## Task requirements
Rewrite the records below, putting "Draw the boundary" wherever "Trace the outline" appears and leaving everything else untouched.

━━━ Given data

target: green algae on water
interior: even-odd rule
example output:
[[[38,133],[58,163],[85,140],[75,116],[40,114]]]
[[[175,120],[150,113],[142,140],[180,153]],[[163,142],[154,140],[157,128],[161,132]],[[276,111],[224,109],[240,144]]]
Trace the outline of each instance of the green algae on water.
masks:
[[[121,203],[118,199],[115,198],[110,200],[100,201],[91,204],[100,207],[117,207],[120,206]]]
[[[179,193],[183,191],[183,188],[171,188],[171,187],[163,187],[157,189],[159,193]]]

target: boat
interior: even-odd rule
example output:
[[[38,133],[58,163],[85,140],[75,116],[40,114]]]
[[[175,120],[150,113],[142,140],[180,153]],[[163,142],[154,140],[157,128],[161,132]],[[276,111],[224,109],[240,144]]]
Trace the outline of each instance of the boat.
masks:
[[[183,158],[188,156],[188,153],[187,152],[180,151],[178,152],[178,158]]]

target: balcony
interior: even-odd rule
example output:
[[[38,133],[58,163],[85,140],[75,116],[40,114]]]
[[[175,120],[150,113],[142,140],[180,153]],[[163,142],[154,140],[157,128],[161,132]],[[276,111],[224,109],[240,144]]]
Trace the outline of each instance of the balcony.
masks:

━━━━━━

## Answer for the task
target: green algae on water
interior: even-odd rule
example output:
[[[38,133],[58,163],[85,140],[75,116],[40,114]]]
[[[175,120],[150,113],[142,140],[180,153]],[[163,142],[154,140],[157,128],[161,132]],[[276,111],[224,109],[240,144]]]
Draw the boundary of each instance of the green algae on water.
masks:
[[[121,203],[118,199],[115,198],[110,200],[100,201],[91,204],[100,207],[117,207],[120,206]]]
[[[179,193],[183,191],[183,188],[171,188],[171,187],[163,187],[157,189],[159,193]]]

target: boat
interior: even-odd rule
example output:
[[[38,133],[58,163],[85,140],[75,116],[40,114]]]
[[[175,120],[150,113],[142,140],[180,153]],[[163,142],[154,140],[157,128],[161,132]],[[276,111],[224,109],[240,144]]]
Draw the boundary of each instance of the boat.
masks:
[[[183,158],[188,156],[188,153],[187,152],[180,151],[178,152],[178,158]]]

target: balcony
interior: even-odd rule
example output:
[[[38,133],[58,163],[85,140],[75,116],[40,114]]]
[[[175,120],[150,113],[142,140],[180,153]],[[163,142],[154,140],[157,128],[161,132]],[[276,111],[224,109],[240,144]]]
Draw the boundary of each instance of the balcony.
masks:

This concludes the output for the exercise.